_EXCERPT PROVIDED:_
Q: Adoption and insurer coverage for precision oncology may require evidence that it can improve patient outcomes. The current situation is confusing for many. What are some practical next steps that workers in the field can take to improve clinical evidence and consistency of payment?
A: It’s been said that the greatest challenges facing genomic medicine are not scientific, but economic. Much has been written about the need for improved clinical evidence and consistent reimbursement policies, but there have been relatively few studies that illuminate what steps can be taken to address them. Two new studies from the University of California San Francisco Center for Translational and Policy Research on Personalized Medicine (TRANSPERS) address these questions.

_PROVIDED DATA:_
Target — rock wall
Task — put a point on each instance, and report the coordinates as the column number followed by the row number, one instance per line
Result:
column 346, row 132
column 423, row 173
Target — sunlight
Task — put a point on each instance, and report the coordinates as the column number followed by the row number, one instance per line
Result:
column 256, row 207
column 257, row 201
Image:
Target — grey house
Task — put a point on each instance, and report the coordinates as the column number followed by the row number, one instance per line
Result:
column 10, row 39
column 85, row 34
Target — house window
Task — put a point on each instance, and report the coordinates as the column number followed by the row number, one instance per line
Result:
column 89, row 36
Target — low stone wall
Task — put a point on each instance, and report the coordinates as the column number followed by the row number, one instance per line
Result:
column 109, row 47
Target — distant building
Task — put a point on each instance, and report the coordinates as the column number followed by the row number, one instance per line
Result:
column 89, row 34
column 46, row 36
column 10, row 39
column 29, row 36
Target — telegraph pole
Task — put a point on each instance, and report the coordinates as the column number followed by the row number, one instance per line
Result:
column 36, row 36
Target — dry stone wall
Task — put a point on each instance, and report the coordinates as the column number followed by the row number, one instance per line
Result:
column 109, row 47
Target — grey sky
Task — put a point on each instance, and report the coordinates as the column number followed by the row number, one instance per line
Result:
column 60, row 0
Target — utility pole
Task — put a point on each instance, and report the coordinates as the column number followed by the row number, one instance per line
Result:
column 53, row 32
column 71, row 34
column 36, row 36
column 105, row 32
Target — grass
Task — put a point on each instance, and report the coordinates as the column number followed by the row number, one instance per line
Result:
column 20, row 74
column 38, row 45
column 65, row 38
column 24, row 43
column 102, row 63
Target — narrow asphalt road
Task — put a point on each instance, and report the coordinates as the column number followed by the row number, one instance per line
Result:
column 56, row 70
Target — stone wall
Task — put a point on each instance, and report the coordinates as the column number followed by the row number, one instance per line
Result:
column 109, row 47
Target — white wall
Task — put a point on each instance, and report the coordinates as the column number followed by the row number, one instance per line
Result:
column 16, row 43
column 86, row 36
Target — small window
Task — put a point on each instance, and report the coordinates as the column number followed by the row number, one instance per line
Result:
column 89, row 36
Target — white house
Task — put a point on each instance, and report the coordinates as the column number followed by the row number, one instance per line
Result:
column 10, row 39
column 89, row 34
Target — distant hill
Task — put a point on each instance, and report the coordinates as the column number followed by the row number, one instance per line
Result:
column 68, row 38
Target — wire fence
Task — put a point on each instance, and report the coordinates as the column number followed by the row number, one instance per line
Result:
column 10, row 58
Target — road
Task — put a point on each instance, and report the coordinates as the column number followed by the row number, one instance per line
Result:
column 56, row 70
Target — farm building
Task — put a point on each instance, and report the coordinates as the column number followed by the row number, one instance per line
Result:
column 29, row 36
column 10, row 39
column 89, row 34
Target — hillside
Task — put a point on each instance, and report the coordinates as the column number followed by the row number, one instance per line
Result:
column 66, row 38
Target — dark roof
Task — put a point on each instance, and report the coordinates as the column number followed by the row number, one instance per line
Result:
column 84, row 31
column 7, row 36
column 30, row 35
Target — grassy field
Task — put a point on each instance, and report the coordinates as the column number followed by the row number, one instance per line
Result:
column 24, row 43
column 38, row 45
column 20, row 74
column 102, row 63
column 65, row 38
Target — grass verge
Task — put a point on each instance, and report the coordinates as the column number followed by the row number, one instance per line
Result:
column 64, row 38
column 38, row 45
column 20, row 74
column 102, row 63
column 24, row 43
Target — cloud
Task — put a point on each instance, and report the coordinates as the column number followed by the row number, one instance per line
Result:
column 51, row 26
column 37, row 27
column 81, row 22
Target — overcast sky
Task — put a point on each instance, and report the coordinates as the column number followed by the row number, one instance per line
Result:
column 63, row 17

_WHAT YOU ARE ASKED TO DO:_ Restate word for word the part of the precision oncology text starting at "A: It’s been" and ending at "address these questions.". These lines have no connection to the text above.

_ANSWER AREA:_
A: It’s been said that the greatest challenges facing genomic medicine are not scientific, but economic. Much has been written about the need for improved clinical evidence and consistent reimbursement policies, but there have been relatively few studies that illuminate what steps can be taken to address them. Two new studies from the University of California San Francisco Center for Translational and Policy Research on Personalized Medicine (TRANSPERS) address these questions.